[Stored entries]
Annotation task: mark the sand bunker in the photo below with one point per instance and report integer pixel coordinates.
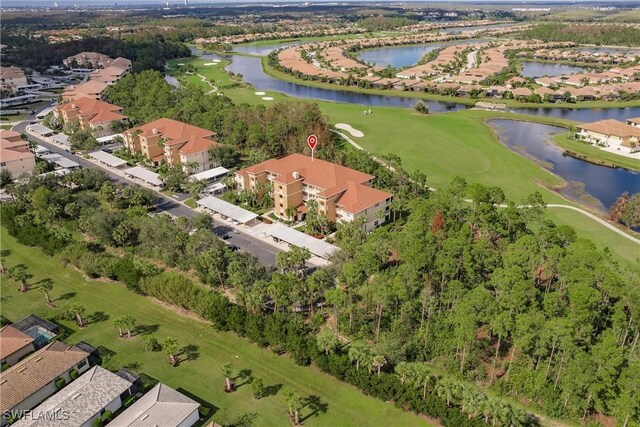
(354, 132)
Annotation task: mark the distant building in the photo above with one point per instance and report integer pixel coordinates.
(83, 401)
(163, 406)
(343, 194)
(11, 78)
(611, 133)
(92, 89)
(32, 380)
(88, 60)
(99, 116)
(173, 142)
(15, 156)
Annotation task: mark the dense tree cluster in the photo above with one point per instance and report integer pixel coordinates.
(600, 34)
(146, 51)
(259, 132)
(453, 286)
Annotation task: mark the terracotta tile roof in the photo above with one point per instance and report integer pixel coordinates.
(12, 340)
(611, 127)
(11, 73)
(521, 91)
(36, 371)
(359, 197)
(330, 178)
(191, 139)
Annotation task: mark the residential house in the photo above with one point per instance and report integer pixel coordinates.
(92, 89)
(634, 121)
(173, 142)
(611, 133)
(33, 379)
(11, 78)
(495, 91)
(83, 401)
(41, 330)
(161, 406)
(342, 194)
(99, 116)
(15, 155)
(87, 60)
(521, 92)
(14, 345)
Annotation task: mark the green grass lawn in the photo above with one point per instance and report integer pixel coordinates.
(460, 100)
(444, 146)
(201, 376)
(593, 153)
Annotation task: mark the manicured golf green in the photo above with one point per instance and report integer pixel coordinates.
(201, 376)
(444, 146)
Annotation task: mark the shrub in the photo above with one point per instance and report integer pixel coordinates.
(60, 383)
(152, 344)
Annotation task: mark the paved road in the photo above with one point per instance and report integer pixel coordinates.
(552, 206)
(263, 251)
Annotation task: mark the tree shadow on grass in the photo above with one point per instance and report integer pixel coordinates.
(315, 405)
(245, 375)
(66, 296)
(271, 390)
(145, 329)
(188, 352)
(207, 409)
(98, 316)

§ **Brief**
Convert the listing, starting with the line containing "Annotation task: mark the paved" and going on through the end of the listing, into a two-column CSV with the headers "text" and "answer". Give one row per entry, with each field in double quotes and any line breaks inside a field turned into spaces.

§ **Written solution**
text,answer
"Annotation task: mark the paved road in the photo above with one point per instance and report integer pixel coordinates.","(552, 206) (263, 251)"
"Annotation task: mark the tree shadow on grass in the photo above with one point per instance and report integer pixel coordinates.","(315, 405) (245, 375) (66, 296) (271, 390) (145, 329) (188, 352) (207, 409) (98, 316)"